**Set exercise:**
Render the listing below as a JSON list of strings, with one string for each line and blank lines omitted.

(begin)

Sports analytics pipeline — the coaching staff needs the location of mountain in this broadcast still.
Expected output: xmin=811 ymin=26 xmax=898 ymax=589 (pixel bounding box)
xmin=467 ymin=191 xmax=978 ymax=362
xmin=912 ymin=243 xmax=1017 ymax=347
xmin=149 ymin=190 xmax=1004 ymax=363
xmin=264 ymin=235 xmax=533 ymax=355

(end)

**Solution to the problem:**
[
  "Sports analytics pipeline — the coaching staff needs the location of mountain in this broadcast still.",
  "Expected output: xmin=811 ymin=26 xmax=898 ymax=589 (pixel bounding box)",
  "xmin=467 ymin=191 xmax=978 ymax=362",
  "xmin=912 ymin=243 xmax=1017 ymax=347",
  "xmin=149 ymin=190 xmax=1004 ymax=363",
  "xmin=264 ymin=235 xmax=533 ymax=355"
]